- _EXERCISE AIM_: Without the pictures, set down every line of the data exactly.

--- --- ---

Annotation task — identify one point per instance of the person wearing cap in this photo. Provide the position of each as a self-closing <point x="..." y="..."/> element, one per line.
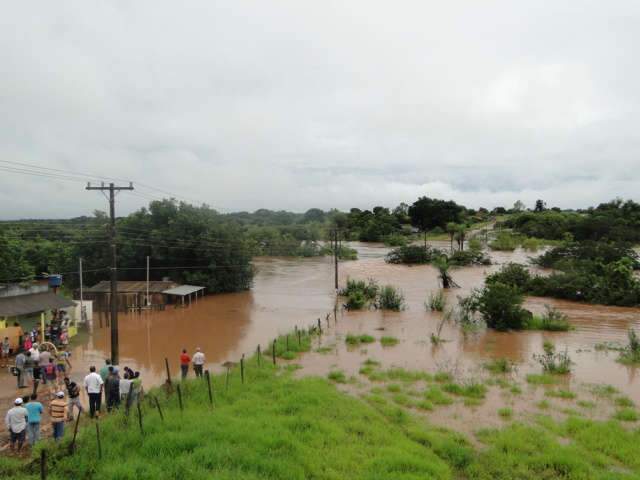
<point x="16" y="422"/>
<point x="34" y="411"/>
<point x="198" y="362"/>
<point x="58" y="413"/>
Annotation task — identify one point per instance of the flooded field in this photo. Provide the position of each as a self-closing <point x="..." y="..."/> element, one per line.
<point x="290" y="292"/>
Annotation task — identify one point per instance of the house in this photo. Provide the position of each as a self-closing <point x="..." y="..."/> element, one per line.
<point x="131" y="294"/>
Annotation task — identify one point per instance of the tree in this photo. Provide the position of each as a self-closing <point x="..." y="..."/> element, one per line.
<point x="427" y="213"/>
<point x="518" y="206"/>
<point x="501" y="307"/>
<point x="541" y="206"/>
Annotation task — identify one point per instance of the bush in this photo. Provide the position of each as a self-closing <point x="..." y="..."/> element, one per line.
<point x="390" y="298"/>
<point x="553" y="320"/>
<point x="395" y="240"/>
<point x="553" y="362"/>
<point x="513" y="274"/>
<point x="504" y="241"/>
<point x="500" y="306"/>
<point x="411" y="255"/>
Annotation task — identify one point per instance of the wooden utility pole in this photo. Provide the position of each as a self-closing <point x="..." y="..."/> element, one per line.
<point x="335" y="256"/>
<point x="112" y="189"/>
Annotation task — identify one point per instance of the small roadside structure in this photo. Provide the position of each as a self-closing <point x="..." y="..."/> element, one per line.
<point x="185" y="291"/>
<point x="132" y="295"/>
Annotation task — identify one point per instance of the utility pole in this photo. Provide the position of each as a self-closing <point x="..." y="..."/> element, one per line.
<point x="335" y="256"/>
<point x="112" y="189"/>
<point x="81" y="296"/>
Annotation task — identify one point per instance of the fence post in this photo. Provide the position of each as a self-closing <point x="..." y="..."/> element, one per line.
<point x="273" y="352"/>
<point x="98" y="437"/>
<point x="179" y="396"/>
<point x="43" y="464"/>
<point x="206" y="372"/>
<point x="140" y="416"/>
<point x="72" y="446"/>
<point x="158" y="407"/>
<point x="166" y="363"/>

--- --- ---

- _TASK OUTPUT_:
Annotation task — identify one point per instance of the person wearing cap in this photo. Provide the position of each as a self-closing <point x="..." y="..."/> element, one per line.
<point x="16" y="422"/>
<point x="34" y="411"/>
<point x="198" y="362"/>
<point x="58" y="413"/>
Annotation task — identify one point per instance of the flooded field in this photo. Provide the position of each as a self-closing <point x="..." y="..."/> element, one per line.
<point x="290" y="292"/>
Annotation task — identify one point per instance of the house in this photo. Provide the position of each as a self-closing <point x="..." y="..."/> element, one per line.
<point x="131" y="294"/>
Annotation task — identify one point per instance of the tree in this photo. Provide the position of each as a self-closing <point x="..." y="..."/> element, one per line.
<point x="427" y="213"/>
<point x="518" y="206"/>
<point x="501" y="307"/>
<point x="541" y="206"/>
Annotation task — identify one point per instance of the bush in this photo. Provide the position of each as a self-closing <point x="..." y="..."/> element, one per line.
<point x="390" y="298"/>
<point x="553" y="320"/>
<point x="395" y="240"/>
<point x="553" y="362"/>
<point x="513" y="274"/>
<point x="504" y="241"/>
<point x="500" y="306"/>
<point x="411" y="255"/>
Annotation task — identify one point per instance of the wooden utility pole in this photo. Provide the position of each as a self-closing <point x="..." y="..."/> element, one per line.
<point x="335" y="256"/>
<point x="112" y="189"/>
Annotation task — identify one point per instance of the small roadside structure in this photo. Provide the position of each as a self-closing <point x="..." y="..."/> element, one per line.
<point x="185" y="291"/>
<point x="132" y="295"/>
Annotation task — identify one point per instance of the utility pole in this photo. Provide the position of each as a self-closing <point x="..." y="..."/> element, one per line.
<point x="335" y="256"/>
<point x="112" y="189"/>
<point x="81" y="296"/>
Annotation task — identify one point per instance of the fence post in this photo. Provide the position of each as a self-closing <point x="..." y="..."/> element, one per line.
<point x="273" y="352"/>
<point x="98" y="437"/>
<point x="179" y="396"/>
<point x="43" y="464"/>
<point x="206" y="372"/>
<point x="140" y="416"/>
<point x="72" y="446"/>
<point x="158" y="407"/>
<point x="166" y="363"/>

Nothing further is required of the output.